------ Data to use

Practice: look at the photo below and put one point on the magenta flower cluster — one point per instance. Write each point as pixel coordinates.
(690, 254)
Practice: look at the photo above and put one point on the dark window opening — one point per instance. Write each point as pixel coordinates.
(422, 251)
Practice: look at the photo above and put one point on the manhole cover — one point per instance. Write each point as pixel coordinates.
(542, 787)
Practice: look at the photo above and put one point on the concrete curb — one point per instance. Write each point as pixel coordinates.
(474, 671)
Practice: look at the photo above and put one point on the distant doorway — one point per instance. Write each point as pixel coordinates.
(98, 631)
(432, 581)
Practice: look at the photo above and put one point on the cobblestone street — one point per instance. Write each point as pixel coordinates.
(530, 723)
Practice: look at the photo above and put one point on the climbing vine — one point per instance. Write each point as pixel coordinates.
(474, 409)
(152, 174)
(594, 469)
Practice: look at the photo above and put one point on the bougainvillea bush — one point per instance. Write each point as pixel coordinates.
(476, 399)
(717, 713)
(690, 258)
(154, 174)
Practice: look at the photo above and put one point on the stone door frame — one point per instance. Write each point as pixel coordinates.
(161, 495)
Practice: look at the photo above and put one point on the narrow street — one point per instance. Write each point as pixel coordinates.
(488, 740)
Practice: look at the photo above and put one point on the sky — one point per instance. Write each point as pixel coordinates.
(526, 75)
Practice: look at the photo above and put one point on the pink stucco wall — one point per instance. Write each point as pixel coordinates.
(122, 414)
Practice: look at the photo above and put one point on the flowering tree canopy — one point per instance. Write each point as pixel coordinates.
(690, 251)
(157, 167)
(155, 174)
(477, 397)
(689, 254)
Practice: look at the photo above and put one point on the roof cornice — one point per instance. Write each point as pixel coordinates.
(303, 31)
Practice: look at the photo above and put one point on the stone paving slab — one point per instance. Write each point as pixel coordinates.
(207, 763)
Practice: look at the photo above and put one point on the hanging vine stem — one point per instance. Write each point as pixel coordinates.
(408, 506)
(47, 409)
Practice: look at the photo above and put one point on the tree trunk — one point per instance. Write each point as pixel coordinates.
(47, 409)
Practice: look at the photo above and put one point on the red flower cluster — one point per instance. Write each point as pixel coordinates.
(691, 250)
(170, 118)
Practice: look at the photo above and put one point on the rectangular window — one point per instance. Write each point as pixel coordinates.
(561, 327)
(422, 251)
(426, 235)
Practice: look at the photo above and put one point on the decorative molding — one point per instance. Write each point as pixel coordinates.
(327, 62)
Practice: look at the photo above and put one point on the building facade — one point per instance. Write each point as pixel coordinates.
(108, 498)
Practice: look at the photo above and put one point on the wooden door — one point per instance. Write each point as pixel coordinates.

------------

What the task requires » Output the records above as a JSON list of strings, one string per line, with blank lines left out.

Written solution »
[
  "Practice: look at the photo below and put one point on the magenta flower cluster — one point per instance. Write each point as pixel coordinates.",
  "(690, 254)",
  "Practice: look at the photo above and put one point on the dark window opening — one point per instance. Write each point as pixel coordinates.",
  "(422, 251)",
  "Practice: look at the photo above and put one point on the manhole cover — one point per instance. Write each point as pixel coordinates.",
  "(542, 787)",
  "Practice: look at the photo above and put one point on the concrete curb — one point per instance. Write each point as pixel coordinates.",
  "(474, 671)",
  "Practice: look at the photo above and put one point on the distant doorway — one point per instance. Write each point as pixel coordinates.",
  "(98, 631)",
  "(432, 581)",
  "Practice: look at the photo above and put one point on the cobblestone street — one point per instance. Write each point as pixel coordinates.",
  "(530, 723)",
  "Practice: look at the photo above and put one point on the climbing vine — one point per instance. Write each point as pixel coordinates.",
  "(474, 409)",
  "(152, 174)",
  "(594, 469)",
  "Practice: look at the photo above and put one point on the bougainvillea bush — one point per instance. Write each point as pixel coordinates.",
  "(476, 399)",
  "(717, 713)",
  "(690, 258)",
  "(154, 174)",
  "Practice: look at the photo above and put one point on the stone door frame — one point per instance. Write each point as pixel coordinates.",
  "(161, 495)",
  "Practice: look at the photo above and put one point on the narrow street — one point per instance. Write each point as pixel coordinates.",
  "(488, 740)",
  "Practice: look at the photo above and put one point on the sky — one point per instance. Write each point as pixel coordinates.",
  "(526, 75)",
  "Practice: look at the photo above and put one point on the pink stucco wall — one point per instance. Write each point as pixel coordinates.",
  "(122, 414)",
  "Practice: look at the photo above and put one point on the flowering tree canopy — one point per instance. Write each point as pixel coordinates.",
  "(690, 251)",
  "(157, 167)",
  "(155, 174)",
  "(477, 397)",
  "(689, 254)",
  "Practice: look at the photo above and put one point on the roof cornice — one point per instance. Write each point as pixel coordinates.",
  "(303, 31)",
  "Practice: look at the photo above and put one point on the stone paving slab — one point per instance. Write each point as pixel coordinates.",
  "(207, 763)",
  "Practice: look at the photo above and put one point on the hanging vine stem — one point per instance. Write each point as pixel coordinates.",
  "(408, 506)",
  "(47, 409)",
  "Practice: look at the photo above and put one point on the tree trunk — one point per instance. Write each point as pixel coordinates.",
  "(47, 409)",
  "Practice: look at the photo above and put one point on the red flower cluster — one point per instance. Write each point as pixel coordinates.",
  "(691, 250)",
  "(170, 118)",
  "Practice: look at the photo above and put one point on the rectangular window — one point per instance. Write each point as pixel coordinates.",
  "(561, 327)",
  "(422, 251)",
  "(426, 235)",
  "Practice: look at the photo above and put one point on the decorative molding — one point per instance. Write each point as pixel coordinates.",
  "(327, 62)",
  "Practice: look at the photo above and put one point on the building facade — one point per instance. Write each point as pixel coordinates.",
  "(108, 498)",
  "Practice: look at the photo above and put one point on the wooden door — one point per instance. Write each point as pixel coordinates."
]